• Goal of the exercise:
Turn every line of the data below into a JSON list of strings, one string per line, and leave out any blank lines.

• Given records:
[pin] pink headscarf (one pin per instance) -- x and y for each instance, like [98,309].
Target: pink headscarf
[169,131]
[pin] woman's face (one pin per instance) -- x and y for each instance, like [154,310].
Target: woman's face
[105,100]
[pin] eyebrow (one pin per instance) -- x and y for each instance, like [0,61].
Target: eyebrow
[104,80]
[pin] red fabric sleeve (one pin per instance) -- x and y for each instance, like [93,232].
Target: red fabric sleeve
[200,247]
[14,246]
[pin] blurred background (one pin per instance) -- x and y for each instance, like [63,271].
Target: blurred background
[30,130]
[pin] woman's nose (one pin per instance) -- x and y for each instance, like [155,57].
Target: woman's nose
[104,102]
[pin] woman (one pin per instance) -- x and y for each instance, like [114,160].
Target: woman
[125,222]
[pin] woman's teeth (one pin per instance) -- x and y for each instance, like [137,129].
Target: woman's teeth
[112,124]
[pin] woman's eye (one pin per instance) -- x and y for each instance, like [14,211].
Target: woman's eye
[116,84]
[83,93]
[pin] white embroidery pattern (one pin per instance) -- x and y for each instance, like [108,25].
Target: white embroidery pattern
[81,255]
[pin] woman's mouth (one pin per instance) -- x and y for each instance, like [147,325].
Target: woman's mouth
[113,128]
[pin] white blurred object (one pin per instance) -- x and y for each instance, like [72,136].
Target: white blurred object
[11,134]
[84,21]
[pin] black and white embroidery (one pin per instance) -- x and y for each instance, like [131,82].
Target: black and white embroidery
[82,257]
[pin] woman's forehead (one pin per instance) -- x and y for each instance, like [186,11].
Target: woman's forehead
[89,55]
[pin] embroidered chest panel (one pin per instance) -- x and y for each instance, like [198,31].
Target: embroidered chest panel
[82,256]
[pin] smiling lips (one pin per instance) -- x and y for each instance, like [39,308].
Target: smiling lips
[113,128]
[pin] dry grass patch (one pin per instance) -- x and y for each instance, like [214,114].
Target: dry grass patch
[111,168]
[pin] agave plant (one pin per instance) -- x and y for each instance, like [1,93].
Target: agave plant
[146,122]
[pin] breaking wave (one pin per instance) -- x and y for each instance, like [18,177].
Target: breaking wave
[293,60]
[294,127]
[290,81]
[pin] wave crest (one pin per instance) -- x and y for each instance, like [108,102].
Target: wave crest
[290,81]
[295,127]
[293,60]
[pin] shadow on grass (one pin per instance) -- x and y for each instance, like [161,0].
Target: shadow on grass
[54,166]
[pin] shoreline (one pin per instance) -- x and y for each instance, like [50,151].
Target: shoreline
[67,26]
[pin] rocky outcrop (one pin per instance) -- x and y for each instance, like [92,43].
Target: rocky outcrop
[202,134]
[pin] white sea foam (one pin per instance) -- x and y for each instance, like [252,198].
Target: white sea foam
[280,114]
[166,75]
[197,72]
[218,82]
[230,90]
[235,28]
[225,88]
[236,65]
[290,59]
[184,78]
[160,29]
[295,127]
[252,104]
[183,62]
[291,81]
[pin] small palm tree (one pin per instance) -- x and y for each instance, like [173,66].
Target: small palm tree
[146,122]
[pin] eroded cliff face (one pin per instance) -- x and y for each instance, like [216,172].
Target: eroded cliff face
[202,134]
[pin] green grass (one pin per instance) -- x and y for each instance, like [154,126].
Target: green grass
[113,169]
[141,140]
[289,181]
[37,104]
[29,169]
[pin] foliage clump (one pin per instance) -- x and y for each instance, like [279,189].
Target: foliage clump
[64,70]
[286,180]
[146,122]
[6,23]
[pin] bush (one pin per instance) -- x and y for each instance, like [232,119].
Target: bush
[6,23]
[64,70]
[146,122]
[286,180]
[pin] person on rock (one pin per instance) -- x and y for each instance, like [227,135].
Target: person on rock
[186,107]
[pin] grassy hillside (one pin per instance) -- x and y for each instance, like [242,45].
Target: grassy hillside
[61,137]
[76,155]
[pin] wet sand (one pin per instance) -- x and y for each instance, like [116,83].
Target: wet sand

• Solution below:
[
  "[pin] pink headscarf (one pin per instance) -- x and y for each instance, like [98,309].",
  "Target: pink headscarf",
  "[169,131]",
  "[pin] woman's face (one pin per instance) -- x and y for each instance, like [154,310].",
  "Target: woman's face",
  "[105,100]",
  "[pin] eyebrow (one pin per instance) -- x and y for each instance, like [0,61].",
  "Target: eyebrow",
  "[104,80]",
  "[pin] red fabric sleeve (one pin per instance) -- x and y for each instance, like [93,232].",
  "Target: red fabric sleeve",
  "[200,247]",
  "[14,246]",
  "[pin] blurred background (one pin per instance) -- x and y for each instance, like [63,271].",
  "Target: blurred background",
  "[30,130]",
  "[pin] woman's nose (one pin per instance) -- x and y for each instance, like [155,57].",
  "Target: woman's nose",
  "[104,102]",
  "[pin] woman (one pin per instance) -- x and y for each instance, like [114,160].",
  "Target: woman",
  "[125,222]",
  "[pin] woman's teeth (one pin per instance) -- x and y for each instance, like [137,129].",
  "Target: woman's teeth",
  "[112,124]",
  "[pin] woman's eye (one pin per instance) -- x and y for each instance, like [14,211].",
  "Target: woman's eye",
  "[116,84]",
  "[83,93]",
  "[pin] white embroidery pattern (one pin per instance) -- x and y for each instance, like [108,25].",
  "Target: white embroidery pattern",
  "[81,255]",
  "[pin] woman's mouth (one pin per instance) -- x and y for each instance, like [147,325].",
  "Target: woman's mouth",
  "[113,128]",
  "[pin] white blurred object (one pin per instance) -- x and y for each instance, like [72,136].",
  "Target: white blurred object",
  "[11,134]",
  "[84,21]",
  "[pin] black and white embroidery (one pin per instance) -- x and y for each instance, like [131,82].",
  "Target: black and white embroidery",
  "[82,257]",
  "[pin] woman's forehead (one pin per instance) -- x and y for each instance, like [186,11].",
  "Target: woman's forehead",
  "[89,55]",
  "[pin] embroidered chest panel (one pin per instance) -- x and y for each instance, like [198,31].",
  "Target: embroidered chest panel",
  "[82,256]",
  "[pin] smiling lips (one pin per instance) -- x and y for each instance, like [39,308].",
  "Target: smiling lips",
  "[113,128]",
  "[pin] dry grass patch (one pin per instance) -- x and y for each instance, like [214,114].",
  "Target: dry grass patch",
  "[111,168]",
  "[pin] agave plant (one pin per instance) -- x and y for each instance, like [1,93].",
  "Target: agave plant",
  "[146,122]",
  "[pin] breaking wave (one pin per instance) -- x and y for each instance, like [18,177].",
  "Target: breaking wave",
  "[293,60]",
  "[294,127]",
  "[290,81]",
  "[pin] wave crest (one pin per instance) -- x and y for each instance, like [108,102].",
  "Target: wave crest",
  "[290,81]",
  "[295,127]",
  "[293,60]",
  "[pin] shadow on grass (one pin per instance) -- x and y for each instance, like [161,0].",
  "Target: shadow on grass",
  "[54,166]",
  "[pin] shoreline (one pin per instance) -- x and y for each instance, like [50,151].",
  "Target: shoreline",
  "[67,26]",
  "[pin] rocky outcrop (one pin per instance) -- x and y for each instance, like [92,43].",
  "Target: rocky outcrop",
  "[202,134]",
  "[pin] white sea foam (one pin per instance) -- x and y for each instance, like [252,198].",
  "Target: white sea foam",
  "[280,114]",
  "[166,75]",
  "[197,72]",
  "[218,82]",
  "[230,90]",
  "[235,28]",
  "[225,88]",
  "[236,65]",
  "[290,59]",
  "[184,78]",
  "[160,29]",
  "[295,127]",
  "[252,104]",
  "[183,62]",
  "[291,81]",
  "[pin] small palm tree (one pin per instance) -- x and y for each instance, like [173,66].",
  "Target: small palm tree",
  "[146,122]",
  "[pin] eroded cliff face (one pin per instance) -- x and y for each instance, like [216,172].",
  "Target: eroded cliff face",
  "[202,134]",
  "[pin] green grass (one pin per instance) -- x and y for each instance, like [154,126].",
  "Target: green grass",
  "[113,169]",
  "[141,140]",
  "[289,181]",
  "[37,104]",
  "[29,169]",
  "[pin] foliage clump (one pin per instance) -- x and y for each instance, like [279,189].",
  "Target: foliage clump",
  "[64,70]",
  "[286,180]",
  "[146,122]",
  "[6,23]",
  "[pin] bush (one pin per instance) -- x and y for each instance, like [232,119].",
  "Target: bush",
  "[6,23]",
  "[64,70]",
  "[146,122]",
  "[286,180]",
  "[pin] person on rock (one pin per instance) -- x and y for each instance, like [227,135].",
  "Target: person on rock",
  "[186,107]",
  "[pin] grassy hillside (one pin per instance) -- x and y for each instance, like [242,45].",
  "Target: grassy hillside",
  "[61,137]",
  "[76,155]",
  "[pin] wet sand (one pin per instance) -- x and y for each instance, like [116,83].",
  "Target: wet sand"
]